**Work to complete**
Pictures stay out; print the rest of the listing below exactly as it stands.

**Supplied records**
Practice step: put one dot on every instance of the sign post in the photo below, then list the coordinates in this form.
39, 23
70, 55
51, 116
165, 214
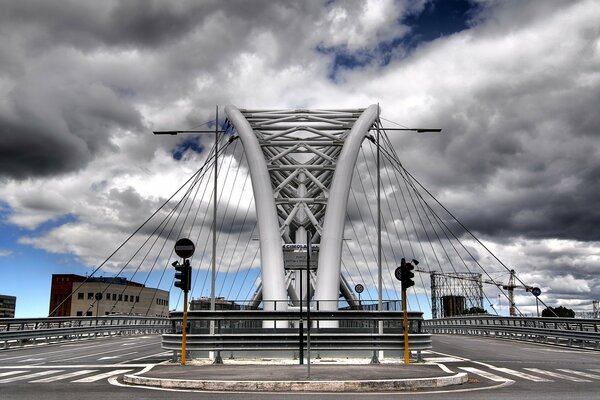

**Exercise answer**
Practice step: put one dot on every instance of the sign post in the photo below, then list the coordinates in this form.
39, 23
70, 55
51, 116
165, 214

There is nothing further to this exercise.